• DIRECTIONS
Copy out all the entries shown below, exactly as they appear.

[Stored records]

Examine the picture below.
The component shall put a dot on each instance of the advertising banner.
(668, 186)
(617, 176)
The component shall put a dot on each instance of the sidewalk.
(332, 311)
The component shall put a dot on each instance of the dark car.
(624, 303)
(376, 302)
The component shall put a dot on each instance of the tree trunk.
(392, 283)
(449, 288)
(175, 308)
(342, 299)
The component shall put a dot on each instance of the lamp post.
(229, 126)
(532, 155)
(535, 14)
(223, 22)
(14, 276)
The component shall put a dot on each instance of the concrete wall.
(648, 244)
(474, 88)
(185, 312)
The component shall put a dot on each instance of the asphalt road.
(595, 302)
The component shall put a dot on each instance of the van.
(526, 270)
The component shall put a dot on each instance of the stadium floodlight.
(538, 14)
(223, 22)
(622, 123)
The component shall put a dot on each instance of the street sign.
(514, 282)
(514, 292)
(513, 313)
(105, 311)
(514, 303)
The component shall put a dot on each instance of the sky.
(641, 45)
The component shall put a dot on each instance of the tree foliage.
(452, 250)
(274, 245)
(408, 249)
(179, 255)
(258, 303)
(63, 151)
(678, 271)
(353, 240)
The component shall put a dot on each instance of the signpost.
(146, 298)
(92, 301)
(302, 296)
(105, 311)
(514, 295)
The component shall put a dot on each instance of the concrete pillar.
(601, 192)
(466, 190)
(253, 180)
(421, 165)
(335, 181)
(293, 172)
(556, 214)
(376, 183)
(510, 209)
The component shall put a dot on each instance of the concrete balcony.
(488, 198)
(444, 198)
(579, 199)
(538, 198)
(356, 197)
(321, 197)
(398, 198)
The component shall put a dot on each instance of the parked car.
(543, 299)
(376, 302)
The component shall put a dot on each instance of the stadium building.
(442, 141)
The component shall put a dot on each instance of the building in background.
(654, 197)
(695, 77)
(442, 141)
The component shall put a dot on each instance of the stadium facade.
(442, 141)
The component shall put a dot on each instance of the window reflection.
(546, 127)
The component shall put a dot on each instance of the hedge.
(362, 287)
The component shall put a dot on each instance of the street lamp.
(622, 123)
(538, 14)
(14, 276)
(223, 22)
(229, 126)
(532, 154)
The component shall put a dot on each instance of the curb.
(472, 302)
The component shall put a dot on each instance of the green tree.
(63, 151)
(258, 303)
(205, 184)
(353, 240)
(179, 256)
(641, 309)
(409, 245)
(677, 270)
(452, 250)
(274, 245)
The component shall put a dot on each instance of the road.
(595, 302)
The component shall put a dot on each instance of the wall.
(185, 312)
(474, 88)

• ANSWER BOX
Examine the picture below.
The component shall put a dot on each instance of the advertising banner.
(668, 186)
(617, 176)
The component shall put a dot on each instance of the sidewalk.
(332, 311)
The component shall put a dot on each instance of the dark car.
(624, 303)
(376, 302)
The component shall put a dot on each instance of the tree trunk.
(392, 283)
(449, 288)
(175, 308)
(342, 299)
The component shall put a dot on each instance of the lamp post.
(229, 126)
(532, 155)
(535, 14)
(223, 22)
(14, 276)
The component shall put a dot on each instance of the concrete wall.
(648, 244)
(474, 88)
(185, 312)
The component shall put a dot on each instance of the asphalt road.
(595, 302)
The component shall put a dot on each instance of the van.
(526, 270)
The component shall put a dot on each instance of the stadium floodlight.
(538, 14)
(223, 22)
(622, 123)
The component shall put a dot on each instance of the street sign.
(514, 282)
(514, 292)
(513, 313)
(105, 311)
(514, 303)
The component shall put a dot on each instance of the sky.
(641, 45)
The component shall put a dot on each instance of the tree foliage.
(452, 250)
(274, 245)
(408, 249)
(179, 255)
(258, 303)
(63, 151)
(678, 271)
(353, 240)
The component shall put a dot on each instance of the signpost.
(146, 298)
(92, 301)
(302, 296)
(105, 311)
(514, 295)
The component shall put a dot on each instance of the concrete pillar.
(601, 192)
(466, 190)
(253, 180)
(421, 165)
(335, 181)
(293, 172)
(556, 214)
(376, 183)
(510, 209)
The component shall put a dot on each instance of the concrete balcony.
(488, 198)
(444, 198)
(579, 199)
(538, 198)
(356, 197)
(321, 197)
(398, 198)
The component shall put a dot on each instance of the parked car.
(543, 299)
(376, 302)
The component shall put a dot on each instance of the stadium building.
(442, 141)
The component shall put a dot on each instance of the building in background.
(654, 197)
(695, 77)
(442, 141)
The component shall put a dot on each instance of the stadium facade.
(442, 141)
The component shall put a dot on each instance of the window reflection.
(546, 127)
The component shall put a dot on each instance of the hedge.
(362, 287)
The component shall put a dot on each instance of the street lamp.
(622, 123)
(538, 14)
(14, 276)
(223, 22)
(229, 126)
(532, 154)
The component shall put a dot on each instance of the curb.
(472, 302)
The component shall put a dot on each instance of the green tree.
(63, 151)
(258, 303)
(205, 184)
(353, 240)
(179, 256)
(641, 309)
(409, 245)
(677, 270)
(452, 250)
(274, 245)
The component shall put a dot on each instance of the road.
(595, 302)
The component shall put a dot on each instance of the wall.
(185, 312)
(474, 88)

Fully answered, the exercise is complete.